## Work to do
Could you transcribe every record below exactly as written, leaving out any pictures?
--- START OF Given records ---
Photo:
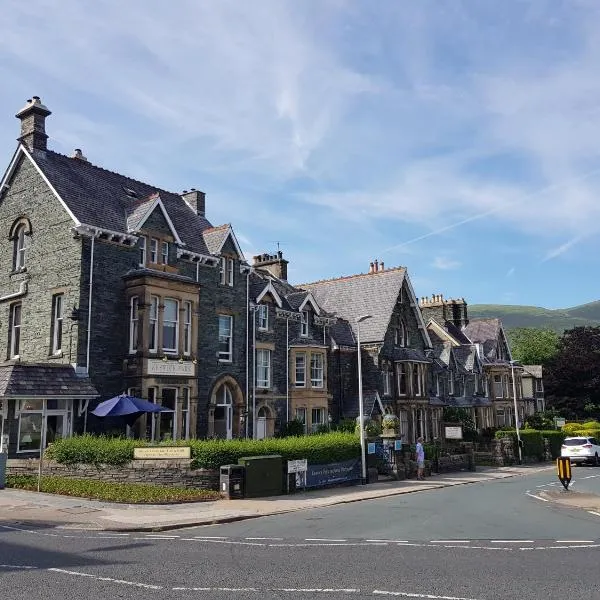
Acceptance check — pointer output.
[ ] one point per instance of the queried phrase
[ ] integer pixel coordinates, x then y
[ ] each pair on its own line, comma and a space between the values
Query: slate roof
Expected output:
98, 197
214, 237
49, 381
365, 294
534, 370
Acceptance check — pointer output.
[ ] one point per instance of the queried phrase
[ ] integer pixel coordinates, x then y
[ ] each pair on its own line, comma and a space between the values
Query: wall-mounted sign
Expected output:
157, 366
162, 452
297, 466
453, 433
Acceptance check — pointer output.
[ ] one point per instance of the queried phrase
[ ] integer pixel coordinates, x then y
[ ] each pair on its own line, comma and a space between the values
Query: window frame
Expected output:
153, 320
153, 250
143, 250
300, 383
134, 323
263, 379
304, 323
175, 349
187, 327
317, 382
15, 330
57, 323
226, 356
263, 317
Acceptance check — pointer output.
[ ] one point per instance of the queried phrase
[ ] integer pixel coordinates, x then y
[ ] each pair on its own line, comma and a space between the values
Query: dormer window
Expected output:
226, 271
400, 336
304, 324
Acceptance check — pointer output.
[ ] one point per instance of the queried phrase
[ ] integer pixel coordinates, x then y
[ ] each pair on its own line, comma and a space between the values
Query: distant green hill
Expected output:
513, 316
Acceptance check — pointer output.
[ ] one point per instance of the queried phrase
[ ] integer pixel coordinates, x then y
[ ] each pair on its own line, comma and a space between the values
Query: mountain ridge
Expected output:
559, 319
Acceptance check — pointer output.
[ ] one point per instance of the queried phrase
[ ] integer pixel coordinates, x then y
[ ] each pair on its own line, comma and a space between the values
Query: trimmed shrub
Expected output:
209, 454
110, 491
555, 438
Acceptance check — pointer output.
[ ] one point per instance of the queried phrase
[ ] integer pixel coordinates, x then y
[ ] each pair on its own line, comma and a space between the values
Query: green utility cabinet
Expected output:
264, 475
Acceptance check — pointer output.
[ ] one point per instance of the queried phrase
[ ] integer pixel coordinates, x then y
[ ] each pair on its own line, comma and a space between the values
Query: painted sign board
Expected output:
297, 466
162, 452
156, 366
453, 433
333, 473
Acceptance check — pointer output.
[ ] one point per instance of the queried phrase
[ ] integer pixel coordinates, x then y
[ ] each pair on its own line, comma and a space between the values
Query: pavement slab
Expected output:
66, 512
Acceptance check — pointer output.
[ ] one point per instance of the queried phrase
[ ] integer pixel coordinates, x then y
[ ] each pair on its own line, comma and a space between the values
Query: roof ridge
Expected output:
345, 277
87, 163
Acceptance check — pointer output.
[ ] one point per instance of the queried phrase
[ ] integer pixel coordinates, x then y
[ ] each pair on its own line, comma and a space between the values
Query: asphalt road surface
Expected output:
495, 540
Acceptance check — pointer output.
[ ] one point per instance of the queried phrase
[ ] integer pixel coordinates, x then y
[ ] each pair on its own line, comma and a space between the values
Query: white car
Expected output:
581, 449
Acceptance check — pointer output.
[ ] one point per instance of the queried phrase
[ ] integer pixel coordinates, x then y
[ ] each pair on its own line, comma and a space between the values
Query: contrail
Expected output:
539, 192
--- END OF Given records ---
## In response
Photo:
Acceptance check — pointer output.
[ ] one point per instance of the queried phrase
[ ] integer pixel coordinates, x then y
[ ] each pair on its own line, comma and a space between the values
Query: slate roof
Expected output:
98, 197
214, 237
49, 381
365, 294
534, 370
Acceptance check — pointer output.
[ ] one point per instance of the queried phrase
[ ] integer pixel coordinates, x then y
[ ] each pair on its own line, comma and a space between the values
Query: wall-mounted sign
Expected output:
157, 366
162, 452
297, 466
453, 433
Acceptance check — pointer output.
[ ] one point per instance of the queried phrase
[ ] integer pixel coordinates, x then y
[ ] each pair on its own line, comma and a space between the values
Query: window frame
Expected output:
153, 320
153, 250
143, 250
300, 383
134, 323
263, 379
304, 323
175, 349
187, 327
317, 382
15, 330
57, 323
226, 356
263, 317
Acceptance check — pointer output.
[ ] one point per instance of the queried phrase
[ ] integer pixel coordinates, x then y
[ ] each pair on its own line, comma and a space between the values
Query: dormer window
Expected output:
226, 271
400, 336
304, 324
Acceptance check — pointer output.
[ ] one point per instance of the queried phrase
[ ] integer pixel coordinates, x then y
[ ] each pair on its own line, comma and a space between the values
Query: distant green hill
Expected output:
513, 316
Acceptance check — pointer output.
[ ] one point per instance of the queried phrase
[ ] integer pixel coordinates, x then y
[ ] each pair on its own line, comma and a space between the values
Query: mountain ridge
Expected output:
559, 319
Acceptance check — pointer output.
[ ] one point per instance of the queried phrase
[ ] integer pixel coordinates, x then y
[ ] each pair on its own line, comma and a space between the values
Query: trimmed shrub
Expected output:
209, 454
110, 491
555, 438
Acceptance check — pointer output.
[ ] one point per instance of the queried phrase
[ ] integer pixel coordinates, x then y
[ ] each pair on its own line, comma and a space between the values
Query: green utility cabinet
Expected output:
264, 475
Acceptance check — pointer output.
[ ] one point per instance of the queried phrase
[ ] integer pixel coordinates, x then y
[ ] each pair on its own line, comma and a space between the values
Query: painted sign board
Expected output:
297, 466
162, 452
156, 366
453, 433
333, 473
Acceptance check — pointer output.
[ ] one point per instance of the queried phrase
[ ] integer pixel coordinates, x then y
[ ] each pair on its own line, comma and a space between the values
Query: pavement slab
Expected output:
66, 512
Acceptance check — pointer output.
[ ] one point per instance of the queried phrase
[ ] integer pixel coordinates, x then y
[ ] each pair on its own line, comma and a space between the values
Query: roof ridge
Expected output:
345, 277
87, 163
Acceptance check — pointer output.
[ ] one point per instance of the queried phrase
[ ] integer pixel coordinates, x then y
[ ] each pair on its own line, comma and a space between the values
Query: asphalt road surface
Expected output:
495, 540
Acceptance check — pointer output.
[ ] one point per instance of the queried phrase
[ ] integer pixel coordinates, x then y
[ ] each pair on its own line, comma and a space between the values
Query: white car
Expected output:
581, 449
Acceptance check — pointer output.
[ ] one point per instance of the queried phrase
[ ] integer pixel coordinates, x then y
[ ] each pair on its own line, comma and a space between the values
Query: contrail
Expected output:
539, 192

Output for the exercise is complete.